Activity:
Decide whether each statement below agrees with the Lake Tanganyika abstract, and back each yes or no with the deciding words quoted from it. (a) During the dry windy season, the water column at the northern end was largely isothermal down to 100 m. (b) Chlorophyll-a concentrations were rather similar at the two ends of the lake. (c) Chlorophyll-a concentrations showed a significant relationship with the amount of underwater photosynthetically active radiance.

Passage to read:

• • • • •

Comparison of thermal stratification, light attenuation, and chlorophyll-a dynamics between the ends of Lake Tanganyika

Abstract

Thermal structure, light attenuation, and chlorophyll-a dynamics within the upper 100 m at the northern and southern ends of Lake Tanganyika were measured from August 1995–July 1996. Pronounced variability of thermal structure in time, depth and region were observed. During the dry windy season (June–September), the water column in the south was largely isothermal down to 100 m, while in the north stratification was detectable. Subsequently, in October, cessation of winds coincided with a reestablishment and strengthening of thermal stratification in the south, and a distinct rise of a weakened thermocline in the north was accompanied by an increase in epilimnetic concentrations of dissolved solids.

The depth of photic zone was highly variable with the average position of 1% of incident photosynthetically active radiance found between 20 and 70 m, sometimes showing vertical shifts of 25 m a week. Weekly observations showed that concentrations of chlorophyll-a were rather similar at both ends of the lake. At both stations, periods of unstable or absent thermal stratification were accompanied by increased concentrations of chlorophyll-a, although in the north chlorophyll-a also peaked during periods of deep thermal stratification and low rates of mixing. Concentrations of chlorophyll-a did not show significant relationship with the available amount of underwater available photosynthetically active radiance (I_m from 11–173 μEm⁻2 s⁻).

We suggest that in Lake Tanganyika chlorophyll-a maxima can occur whenever growth rates exceed spatial mixing rates, that is, if mixing is less than a critical turbulence. Our observations underscore the consequences of hydrodynamic processes on biological productivity either by securing internal nutrients or by controlling the timing and magnitude of phytoplankton biomass production.

• • • • •

Given entries:
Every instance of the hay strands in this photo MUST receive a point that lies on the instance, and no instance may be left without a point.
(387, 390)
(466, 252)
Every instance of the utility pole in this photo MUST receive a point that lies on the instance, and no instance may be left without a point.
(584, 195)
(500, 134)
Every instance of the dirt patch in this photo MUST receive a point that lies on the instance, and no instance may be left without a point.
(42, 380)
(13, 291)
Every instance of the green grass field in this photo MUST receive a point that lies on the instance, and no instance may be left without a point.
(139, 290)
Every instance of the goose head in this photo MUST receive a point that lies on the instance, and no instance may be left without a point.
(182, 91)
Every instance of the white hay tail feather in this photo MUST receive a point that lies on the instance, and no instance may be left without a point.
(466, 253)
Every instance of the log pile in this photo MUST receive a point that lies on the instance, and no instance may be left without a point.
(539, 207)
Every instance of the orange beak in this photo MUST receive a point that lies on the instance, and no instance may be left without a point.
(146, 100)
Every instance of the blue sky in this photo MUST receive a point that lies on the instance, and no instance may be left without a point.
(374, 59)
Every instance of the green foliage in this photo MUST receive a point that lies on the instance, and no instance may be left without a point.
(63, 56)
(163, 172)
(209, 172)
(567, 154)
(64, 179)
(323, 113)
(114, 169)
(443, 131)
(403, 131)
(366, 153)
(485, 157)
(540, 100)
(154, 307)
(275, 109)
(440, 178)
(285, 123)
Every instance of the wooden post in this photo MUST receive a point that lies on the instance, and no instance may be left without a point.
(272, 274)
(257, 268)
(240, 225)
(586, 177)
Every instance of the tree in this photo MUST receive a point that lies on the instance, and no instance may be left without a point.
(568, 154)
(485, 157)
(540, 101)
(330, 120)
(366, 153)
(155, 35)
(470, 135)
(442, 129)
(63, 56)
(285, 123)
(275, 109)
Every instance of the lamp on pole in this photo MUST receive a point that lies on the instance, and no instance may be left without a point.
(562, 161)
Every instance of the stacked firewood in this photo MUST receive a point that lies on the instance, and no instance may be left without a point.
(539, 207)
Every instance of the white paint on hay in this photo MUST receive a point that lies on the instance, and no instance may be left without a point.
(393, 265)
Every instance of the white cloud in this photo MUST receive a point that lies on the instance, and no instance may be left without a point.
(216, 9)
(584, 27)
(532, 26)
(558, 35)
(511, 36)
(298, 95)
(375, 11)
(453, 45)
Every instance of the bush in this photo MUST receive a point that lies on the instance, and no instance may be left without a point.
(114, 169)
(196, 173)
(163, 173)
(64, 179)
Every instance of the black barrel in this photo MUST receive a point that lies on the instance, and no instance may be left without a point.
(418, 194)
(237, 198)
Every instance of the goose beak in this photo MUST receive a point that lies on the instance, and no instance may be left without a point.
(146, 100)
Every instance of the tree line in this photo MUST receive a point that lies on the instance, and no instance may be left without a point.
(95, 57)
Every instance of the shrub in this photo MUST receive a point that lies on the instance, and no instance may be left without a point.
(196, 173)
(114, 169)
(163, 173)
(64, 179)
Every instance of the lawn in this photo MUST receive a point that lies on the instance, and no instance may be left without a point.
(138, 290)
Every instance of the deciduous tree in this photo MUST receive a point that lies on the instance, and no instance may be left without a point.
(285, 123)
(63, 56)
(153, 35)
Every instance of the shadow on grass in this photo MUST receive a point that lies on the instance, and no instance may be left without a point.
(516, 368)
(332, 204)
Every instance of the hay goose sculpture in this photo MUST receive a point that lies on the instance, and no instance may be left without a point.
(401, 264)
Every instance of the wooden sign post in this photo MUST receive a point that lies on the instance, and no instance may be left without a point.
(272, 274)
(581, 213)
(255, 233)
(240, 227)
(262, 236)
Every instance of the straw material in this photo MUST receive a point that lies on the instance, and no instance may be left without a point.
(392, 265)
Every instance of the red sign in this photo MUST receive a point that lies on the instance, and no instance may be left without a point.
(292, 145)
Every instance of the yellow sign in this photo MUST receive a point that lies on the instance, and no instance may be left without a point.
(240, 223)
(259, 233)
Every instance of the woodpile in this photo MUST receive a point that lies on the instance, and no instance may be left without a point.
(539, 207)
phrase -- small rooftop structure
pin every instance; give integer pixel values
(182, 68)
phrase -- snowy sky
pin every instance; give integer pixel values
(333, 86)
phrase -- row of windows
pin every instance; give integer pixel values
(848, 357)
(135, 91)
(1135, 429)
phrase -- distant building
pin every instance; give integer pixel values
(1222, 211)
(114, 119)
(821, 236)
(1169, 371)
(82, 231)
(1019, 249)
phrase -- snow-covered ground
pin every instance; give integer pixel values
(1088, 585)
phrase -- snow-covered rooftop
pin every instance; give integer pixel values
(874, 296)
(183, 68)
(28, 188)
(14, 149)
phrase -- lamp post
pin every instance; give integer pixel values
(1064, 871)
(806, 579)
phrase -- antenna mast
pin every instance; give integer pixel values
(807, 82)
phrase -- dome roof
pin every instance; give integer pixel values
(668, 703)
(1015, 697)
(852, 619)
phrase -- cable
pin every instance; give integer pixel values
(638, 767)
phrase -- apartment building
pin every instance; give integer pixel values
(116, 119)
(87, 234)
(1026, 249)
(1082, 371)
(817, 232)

• • • • •

Answer for this exercise:
(a) No: "the water column in the south was largely isothermal down to 100 m, while in the north stratification was detectable."
(b) Yes: "Weekly observations showed that concentrations of chlorophyll-a were rather similar at both ends of the lake."
(c) No: "Concentrations of chlorophyll-a did not show significant relationship with the available amount of underwater available photosynthetically active radiance"